Copy the listing below word for word, from the line containing "point: dresser drawer" through the line containing "column 52, row 89", with both of those lines included and nothing else.
* BEGIN *
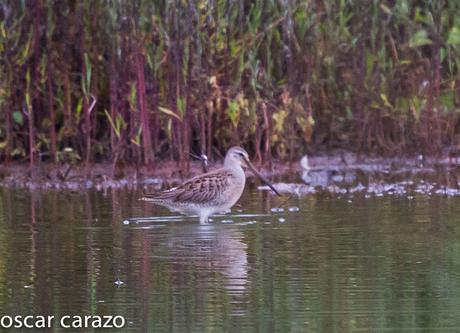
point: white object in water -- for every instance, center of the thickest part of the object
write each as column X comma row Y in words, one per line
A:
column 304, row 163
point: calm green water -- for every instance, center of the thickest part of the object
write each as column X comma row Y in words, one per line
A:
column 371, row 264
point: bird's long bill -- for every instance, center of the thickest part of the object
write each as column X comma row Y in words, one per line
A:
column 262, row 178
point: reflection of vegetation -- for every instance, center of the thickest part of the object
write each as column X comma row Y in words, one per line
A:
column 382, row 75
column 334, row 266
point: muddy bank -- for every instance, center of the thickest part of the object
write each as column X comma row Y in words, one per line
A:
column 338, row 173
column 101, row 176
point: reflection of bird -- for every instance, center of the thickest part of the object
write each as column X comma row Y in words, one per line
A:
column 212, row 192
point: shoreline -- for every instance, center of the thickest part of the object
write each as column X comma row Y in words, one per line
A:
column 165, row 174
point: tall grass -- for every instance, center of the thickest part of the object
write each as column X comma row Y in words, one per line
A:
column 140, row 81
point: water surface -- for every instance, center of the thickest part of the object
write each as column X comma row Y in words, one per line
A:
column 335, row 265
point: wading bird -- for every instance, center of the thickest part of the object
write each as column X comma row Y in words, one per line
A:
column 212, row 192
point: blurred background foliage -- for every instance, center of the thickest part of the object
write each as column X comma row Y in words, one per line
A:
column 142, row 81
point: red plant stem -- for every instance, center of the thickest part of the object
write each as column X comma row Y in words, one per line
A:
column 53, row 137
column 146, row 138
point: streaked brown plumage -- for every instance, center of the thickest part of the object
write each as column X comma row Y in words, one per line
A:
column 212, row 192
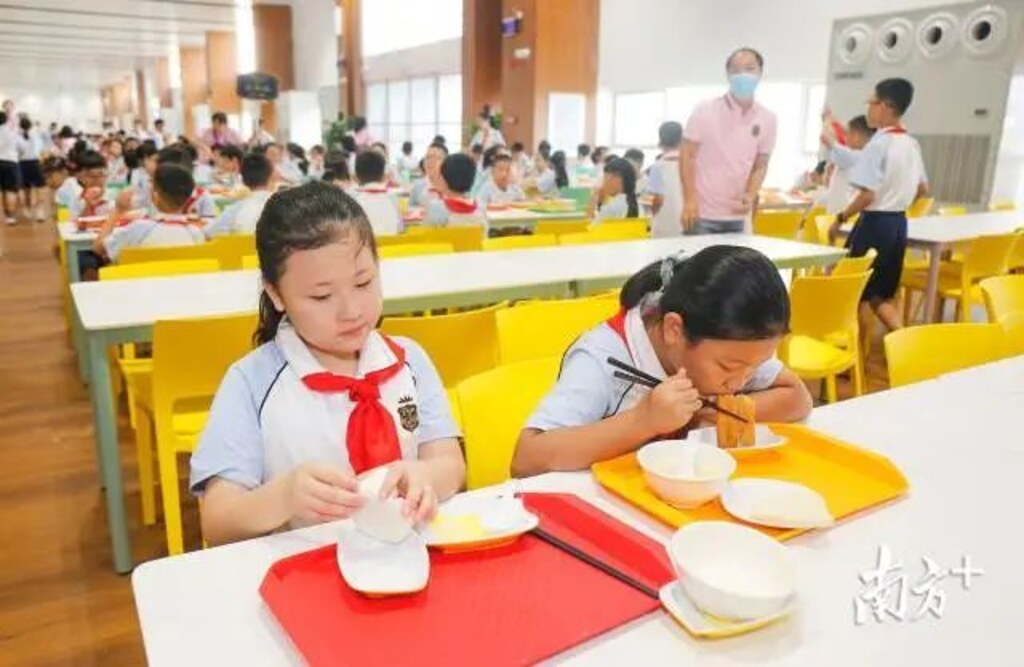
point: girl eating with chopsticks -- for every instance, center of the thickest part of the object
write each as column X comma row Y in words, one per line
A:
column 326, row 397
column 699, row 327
* END *
* BEGIN *
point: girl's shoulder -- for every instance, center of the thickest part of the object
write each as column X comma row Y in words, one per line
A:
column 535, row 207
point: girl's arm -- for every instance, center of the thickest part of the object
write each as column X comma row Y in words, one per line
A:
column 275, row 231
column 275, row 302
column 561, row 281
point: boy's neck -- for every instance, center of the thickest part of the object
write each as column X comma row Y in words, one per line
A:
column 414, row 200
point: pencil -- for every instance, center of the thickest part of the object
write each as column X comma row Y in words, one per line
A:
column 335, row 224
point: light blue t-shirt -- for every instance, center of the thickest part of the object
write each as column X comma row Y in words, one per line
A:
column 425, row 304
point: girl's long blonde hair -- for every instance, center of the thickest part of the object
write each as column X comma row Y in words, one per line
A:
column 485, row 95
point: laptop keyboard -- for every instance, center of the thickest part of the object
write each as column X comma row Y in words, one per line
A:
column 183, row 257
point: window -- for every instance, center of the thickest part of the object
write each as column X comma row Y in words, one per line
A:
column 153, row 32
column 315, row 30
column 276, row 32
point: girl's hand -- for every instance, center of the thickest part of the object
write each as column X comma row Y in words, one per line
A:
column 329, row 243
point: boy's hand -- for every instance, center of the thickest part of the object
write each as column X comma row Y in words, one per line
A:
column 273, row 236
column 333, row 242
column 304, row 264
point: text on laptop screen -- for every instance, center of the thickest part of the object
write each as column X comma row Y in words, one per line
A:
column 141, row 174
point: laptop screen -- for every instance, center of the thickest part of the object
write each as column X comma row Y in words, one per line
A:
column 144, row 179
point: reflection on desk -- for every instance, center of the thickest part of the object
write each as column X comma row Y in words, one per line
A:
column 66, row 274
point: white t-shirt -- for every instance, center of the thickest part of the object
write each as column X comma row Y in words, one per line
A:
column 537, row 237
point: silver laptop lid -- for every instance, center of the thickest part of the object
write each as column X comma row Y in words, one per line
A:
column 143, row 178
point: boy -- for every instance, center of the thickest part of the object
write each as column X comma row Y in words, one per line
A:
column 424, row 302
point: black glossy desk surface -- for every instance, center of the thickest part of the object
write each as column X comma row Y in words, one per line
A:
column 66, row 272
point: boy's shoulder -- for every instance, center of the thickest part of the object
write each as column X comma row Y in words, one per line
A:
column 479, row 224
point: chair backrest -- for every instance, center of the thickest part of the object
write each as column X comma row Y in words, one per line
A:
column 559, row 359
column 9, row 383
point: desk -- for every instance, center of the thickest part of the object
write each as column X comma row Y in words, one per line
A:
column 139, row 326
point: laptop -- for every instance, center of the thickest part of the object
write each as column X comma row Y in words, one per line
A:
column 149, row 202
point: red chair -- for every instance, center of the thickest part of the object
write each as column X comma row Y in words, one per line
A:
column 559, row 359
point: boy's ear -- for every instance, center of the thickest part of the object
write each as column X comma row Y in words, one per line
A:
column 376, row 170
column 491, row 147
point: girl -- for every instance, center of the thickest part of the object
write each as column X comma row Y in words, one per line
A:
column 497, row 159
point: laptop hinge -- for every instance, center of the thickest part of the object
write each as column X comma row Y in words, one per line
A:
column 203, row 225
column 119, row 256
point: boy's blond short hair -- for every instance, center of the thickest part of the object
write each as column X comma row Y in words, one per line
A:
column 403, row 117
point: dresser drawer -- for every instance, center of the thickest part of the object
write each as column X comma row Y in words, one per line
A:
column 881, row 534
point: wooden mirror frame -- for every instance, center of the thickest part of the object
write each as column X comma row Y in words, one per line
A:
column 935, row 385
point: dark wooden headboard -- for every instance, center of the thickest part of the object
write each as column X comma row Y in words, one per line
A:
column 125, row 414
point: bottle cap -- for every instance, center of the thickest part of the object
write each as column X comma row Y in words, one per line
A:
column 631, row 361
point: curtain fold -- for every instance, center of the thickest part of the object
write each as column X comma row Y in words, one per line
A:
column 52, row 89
* END *
**RESPONSE**
point: dresser drawer -- for every instance, center of the thickest part of the object
write each as column X comma row Y in words, one per line
A:
column 881, row 534
point: wooden mirror frame -- for every instance, center of the thickest part of the object
write each as column X comma row Y in words, one per line
A:
column 935, row 385
point: dark wooden headboard -- for every instance, center of the thickest part of the object
write each as column X comma row Y in words, one per line
A:
column 125, row 414
point: bottle cap -- for every instance, center of the thickest part of the object
write each as column X comma row Y in words, one per line
A:
column 631, row 361
point: curtain fold -- for every instance, center of the thickest part of the object
write each as column X comma row Y in words, one per line
A:
column 52, row 89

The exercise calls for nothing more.